## TASK DIRECTIONS
Every record must be repeated exactly; omit any pictures they contain.

## INPUT FOR THIS TASK
==*==

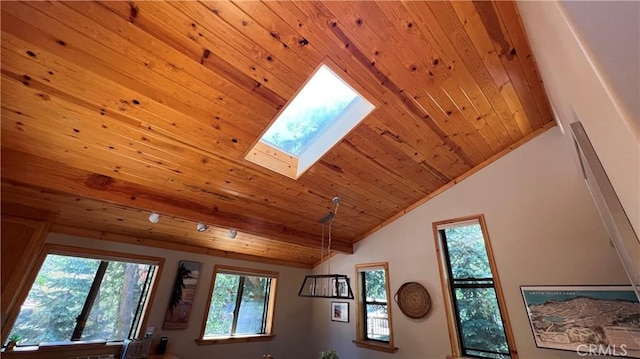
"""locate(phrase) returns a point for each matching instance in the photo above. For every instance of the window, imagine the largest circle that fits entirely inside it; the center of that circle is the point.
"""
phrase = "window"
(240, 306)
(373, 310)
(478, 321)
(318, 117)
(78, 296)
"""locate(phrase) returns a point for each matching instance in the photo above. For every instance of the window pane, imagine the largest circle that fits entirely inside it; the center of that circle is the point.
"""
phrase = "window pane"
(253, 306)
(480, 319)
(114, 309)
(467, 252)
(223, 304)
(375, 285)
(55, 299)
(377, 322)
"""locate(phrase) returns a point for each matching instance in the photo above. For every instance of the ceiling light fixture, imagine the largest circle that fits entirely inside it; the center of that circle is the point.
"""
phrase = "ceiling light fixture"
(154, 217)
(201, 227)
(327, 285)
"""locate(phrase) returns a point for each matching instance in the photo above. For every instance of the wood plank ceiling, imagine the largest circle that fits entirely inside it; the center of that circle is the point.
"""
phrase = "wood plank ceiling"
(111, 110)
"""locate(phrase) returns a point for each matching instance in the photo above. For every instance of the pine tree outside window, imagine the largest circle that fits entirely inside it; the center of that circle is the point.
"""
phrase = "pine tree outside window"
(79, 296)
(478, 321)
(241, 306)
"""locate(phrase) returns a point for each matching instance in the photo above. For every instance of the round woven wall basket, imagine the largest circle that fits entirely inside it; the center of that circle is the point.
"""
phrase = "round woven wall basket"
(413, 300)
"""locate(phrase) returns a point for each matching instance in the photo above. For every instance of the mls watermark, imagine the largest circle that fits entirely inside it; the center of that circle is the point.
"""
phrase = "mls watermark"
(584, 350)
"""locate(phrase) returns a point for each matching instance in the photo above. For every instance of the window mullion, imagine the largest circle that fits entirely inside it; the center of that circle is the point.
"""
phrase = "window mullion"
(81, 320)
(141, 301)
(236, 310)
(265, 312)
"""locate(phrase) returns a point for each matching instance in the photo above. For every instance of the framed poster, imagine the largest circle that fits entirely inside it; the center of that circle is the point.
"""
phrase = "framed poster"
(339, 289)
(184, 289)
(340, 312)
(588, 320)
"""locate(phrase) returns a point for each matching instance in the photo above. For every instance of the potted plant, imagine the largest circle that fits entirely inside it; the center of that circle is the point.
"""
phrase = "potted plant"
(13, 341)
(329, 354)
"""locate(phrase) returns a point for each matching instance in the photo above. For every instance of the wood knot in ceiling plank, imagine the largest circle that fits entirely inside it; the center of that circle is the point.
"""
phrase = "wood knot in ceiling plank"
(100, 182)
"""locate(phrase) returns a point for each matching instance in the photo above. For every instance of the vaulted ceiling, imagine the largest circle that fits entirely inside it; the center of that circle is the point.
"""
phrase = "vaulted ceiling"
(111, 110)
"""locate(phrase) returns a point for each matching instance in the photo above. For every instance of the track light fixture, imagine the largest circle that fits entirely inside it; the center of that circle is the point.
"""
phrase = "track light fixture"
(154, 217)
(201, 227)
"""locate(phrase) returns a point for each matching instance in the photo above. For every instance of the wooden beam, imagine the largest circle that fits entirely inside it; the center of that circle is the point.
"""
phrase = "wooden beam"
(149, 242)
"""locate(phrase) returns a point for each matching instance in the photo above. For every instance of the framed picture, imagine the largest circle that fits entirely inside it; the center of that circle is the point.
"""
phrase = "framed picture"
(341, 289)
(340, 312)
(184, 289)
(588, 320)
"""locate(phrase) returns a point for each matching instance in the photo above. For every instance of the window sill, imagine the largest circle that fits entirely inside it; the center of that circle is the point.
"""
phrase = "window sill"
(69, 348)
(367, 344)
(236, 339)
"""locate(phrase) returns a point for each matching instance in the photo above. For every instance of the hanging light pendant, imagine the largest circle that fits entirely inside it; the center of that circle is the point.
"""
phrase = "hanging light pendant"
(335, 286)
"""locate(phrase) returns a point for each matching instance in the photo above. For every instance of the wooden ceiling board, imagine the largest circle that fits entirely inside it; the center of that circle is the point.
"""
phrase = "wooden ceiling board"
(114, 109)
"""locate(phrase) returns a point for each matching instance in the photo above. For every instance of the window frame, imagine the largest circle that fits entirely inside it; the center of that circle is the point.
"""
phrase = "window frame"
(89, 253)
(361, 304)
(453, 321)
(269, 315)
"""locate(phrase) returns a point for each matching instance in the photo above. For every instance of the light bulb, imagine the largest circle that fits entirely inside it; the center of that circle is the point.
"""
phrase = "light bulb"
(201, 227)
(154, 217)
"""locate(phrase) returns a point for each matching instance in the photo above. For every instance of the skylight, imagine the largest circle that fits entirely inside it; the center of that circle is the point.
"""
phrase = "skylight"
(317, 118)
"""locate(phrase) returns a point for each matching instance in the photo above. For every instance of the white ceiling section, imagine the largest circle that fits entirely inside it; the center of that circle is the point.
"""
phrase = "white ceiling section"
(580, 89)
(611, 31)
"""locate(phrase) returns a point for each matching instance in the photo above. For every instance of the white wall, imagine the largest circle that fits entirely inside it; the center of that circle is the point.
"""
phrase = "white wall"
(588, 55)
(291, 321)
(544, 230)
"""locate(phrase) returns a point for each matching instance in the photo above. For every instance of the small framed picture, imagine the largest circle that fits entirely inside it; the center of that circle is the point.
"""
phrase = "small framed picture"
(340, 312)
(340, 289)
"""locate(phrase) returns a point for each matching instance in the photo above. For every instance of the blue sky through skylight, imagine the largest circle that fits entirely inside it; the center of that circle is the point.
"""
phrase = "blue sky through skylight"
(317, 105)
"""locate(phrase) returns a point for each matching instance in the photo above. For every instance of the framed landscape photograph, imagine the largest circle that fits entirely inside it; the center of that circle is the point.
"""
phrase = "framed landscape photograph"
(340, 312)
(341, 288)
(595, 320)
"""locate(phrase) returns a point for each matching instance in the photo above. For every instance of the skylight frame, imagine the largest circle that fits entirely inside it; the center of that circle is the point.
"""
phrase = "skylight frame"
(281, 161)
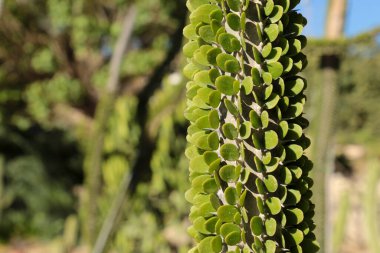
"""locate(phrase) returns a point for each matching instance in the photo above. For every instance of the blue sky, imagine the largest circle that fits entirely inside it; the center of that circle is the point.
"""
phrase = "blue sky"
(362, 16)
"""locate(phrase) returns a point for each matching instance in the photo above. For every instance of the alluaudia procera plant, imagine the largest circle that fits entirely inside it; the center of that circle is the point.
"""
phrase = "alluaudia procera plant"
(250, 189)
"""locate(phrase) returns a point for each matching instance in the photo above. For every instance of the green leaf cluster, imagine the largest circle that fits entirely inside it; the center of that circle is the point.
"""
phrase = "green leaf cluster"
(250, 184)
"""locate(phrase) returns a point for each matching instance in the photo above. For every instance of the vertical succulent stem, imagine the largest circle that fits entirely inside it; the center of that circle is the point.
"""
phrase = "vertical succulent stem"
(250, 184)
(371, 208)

==*==

## TASK RESPONSE
"""locate(phrase) returns a point for each matching instance in the photo above. For every instance of the window, imagine the largest circle that fits entirely inside it; the center of that circle is the point.
"""
phrase = "window"
(240, 306)
(373, 310)
(478, 321)
(318, 117)
(78, 296)
"""locate(phrase) returns a point for each matching instance in the photo above. For every instance of the window pane, imagine the largest circle that fits entirely inside it; the center of that circle is the point.
"""
phrase = "window pane"
(253, 306)
(480, 319)
(114, 309)
(467, 252)
(223, 304)
(375, 285)
(55, 299)
(377, 322)
"""locate(phrase) returns a point for each matching instance in the photo above. For every instance of the ceiling light fixture, imagine the largest circle that fits entirely inside it; the center of that circle is the point.
"""
phrase = "ceiling light fixture"
(154, 217)
(201, 227)
(327, 285)
"""locate(phrase) returns a point for each matching instance in the photo above. For every instance of the wood plank ceiling, imagine the largest circle that fits entirely inside it; the center of that circle is the point.
"""
phrase = "wood plank ceiling"
(111, 110)
"""locate(phrase) returns a point for each matching instance in the photo above. For every instance of the pine tree outside window, imagine the largest circle that fits entirely inside it; the center of that circle is the point.
"""
phrase = "pine tree outside window"
(79, 296)
(478, 321)
(241, 306)
"""locate(phrase) returns a point for each matching instance in the photo above. For every instance of the round woven wall basket, imagine the largest circle that fits entirely inside it; the center of that circle is the point.
"""
phrase = "round woven wall basket"
(413, 300)
"""locate(phrase) returns a point for each matching instance in the photo above. For every instance of the mls watermark, imagine the largest circle that fits entirely inside it; the center of that circle is the point.
"""
phrase = "mls watermark"
(584, 350)
"""locate(phrase) returns a point for each matching instance in the photo above. For every instance of the window mullion, imagine the largest circle that fits entirely inside it; the center of that circle is the point.
"""
phrase = "window mullion"
(81, 320)
(141, 301)
(236, 310)
(265, 312)
"""locate(phrase) returns a point for each matching instance in the photo above. For every instance of the framed poster, imagine the largest circle that fits entirely inside it; the center of that circle is the point.
"""
phrase = "framed poster"
(339, 289)
(184, 289)
(340, 312)
(588, 320)
"""locate(phrase) returns a point for each matching instance in the photo above. For every instance of the potted plant, imagine the largest circle that fits entirely inside it; the center of that circle is the point.
"""
phrase = "potted plant"
(13, 341)
(329, 354)
"""locate(phrase) returns a point for each matching instance in the photo above. For every instance of the wood knot in ceiling plank, imagine the largest circle that fits entirely inside it; the center of that circle is the point.
"""
phrase = "wood knot in ceiling plank"
(100, 182)
"""locate(phrase) returns a point for each matching instance in the photo above. For every instance of the vaulted ceiling, imagine the largest circle that fits entirely inside it; the center of that circle is the point.
"""
phrase = "vaulted ceiling"
(111, 110)
"""locate(phrase) returns a point for each matching instance in the photo above. For every instance of the track light fixture, imagine the largest circle that fits entirely inside it; the center of that circle is the point.
"""
phrase = "track light fixture"
(154, 217)
(201, 227)
"""locate(phrase) returns a point for each matching instance in the photo above. For every instance of the wooden beam, imagine the largest circle that fits entirely inside it; the center of that circle is the point.
"""
phrase = "wooden beam"
(149, 242)
"""locate(phrase) returns a point for each matching instance in the photo above. For every instance of the framed picture, imagine the largest circle that fits entirely inside it; the center of that circle is the point.
"""
phrase = "framed picture"
(341, 289)
(340, 312)
(184, 289)
(588, 320)
"""locate(phrase) returns a point for each matching instance in the photo above. For every instance of the window sill, imagine the largest circle that fits entirely inside it; the center of that circle is the point.
"""
phrase = "window sill"
(69, 348)
(367, 344)
(236, 339)
"""locate(phrase) returns a point for each matching instance in the photo above. For every instance of the hanging light pendant, imagine the largest circle that fits entirely inside it; the center of that circle is the point.
"""
phrase = "hanging light pendant"
(335, 286)
"""locate(phrase) returns a point for each matching instance in the photo above. For every instance of the wooden ceiling board, imagine the largest circle that fits entirely inside it; the center of that circle is the point.
"""
phrase = "wooden ceiling board"
(114, 109)
"""locate(phrase) returns a point for each matching instance in the photo above. For every instance of the window frame, imagine the largest circle that fits entirely inside it; the center of that circle is the point.
"""
phrase = "window frame"
(89, 253)
(361, 304)
(453, 321)
(269, 315)
"""locate(phrase) returns a point for each matching instance in the photo above. For every instance of the light bulb, imagine the largest circle that fits entirely inside it; the center of that circle is the point.
"""
phrase = "light bulb"
(201, 227)
(154, 217)
"""locate(phrase) returns a point for each matching instance in the photo above. For every instance of the skylight, imagine the largest circle that fits entirely inside it; the center of that circle is the point.
"""
phrase = "skylight"
(317, 118)
"""locate(phrase) returns a point for each matching instance in the photo above. For every instance of the white ceiling section, imagine the largest circle that fits entirely inside it; the center of that circle is the point.
"""
phrase = "white ceiling section"
(580, 89)
(611, 31)
"""locate(phrase) returns a point for each matching instance in the photo above. For every instance of the white wall, imagine the largest circle that fits entirely inside it; the center of that circle is the point.
"""
phrase = "white wall"
(588, 55)
(291, 321)
(544, 230)
"""locate(phrase) returns a point for each matching instance in the photo above. For every instance of the small framed picture, imagine the largest circle that fits entirely inside it; the center of that circle is the point.
"""
phrase = "small framed picture"
(340, 312)
(340, 289)
"""locate(phrase) returns a point for each matching instance in the photo above. For every instance of the blue sky through skylight, imagine the largest circle that fits entirely inside it; the center of that circle is the point.
"""
phrase = "blue sky through skylight"
(317, 105)
"""locate(phrase) returns a point for each matching instance in the photo above. For every instance of the framed landscape photograph, imagine the largest circle that fits entirely inside it; the center of that circle is the point.
"""
phrase = "framed landscape photograph"
(340, 312)
(341, 288)
(595, 320)
"""locate(phrase) returns a point for each matching instance in the photo above. For every instance of the skylight frame, imagine the largest circle that fits entirely inside it; the center of that circle is the point.
"""
phrase = "skylight frame"
(281, 161)
"""locate(phrase) returns a point for each matching instance in the photo above. For every instance of the blue sky, imagine the largest circle that fits entirely inside it; the center of that circle is the point.
"""
phrase = "blue sky"
(362, 16)
"""locate(phrase) returns a point for each matching instance in the photo above. For every instance of the alluaudia procera plant, imagine the largest circle that fits entirely inside it; the center of that circle is the point.
"""
phrase = "alluaudia procera plant"
(250, 189)
"""locate(phrase) returns a point for each matching instance in the photo above. For every instance of the green leaf cluster, imagine the largest circle that fits entirely inside it; the center of that circle is the point.
"""
phrase = "green leaf cluster"
(250, 184)
"""locate(phrase) returns a point for each matching instance in the photo above. For every instance of the vertical succulent stem, imagine the largest circle that fits entirely inside it; the center of that circle is the point.
"""
phrase = "vertical succulent stem"
(250, 184)
(371, 208)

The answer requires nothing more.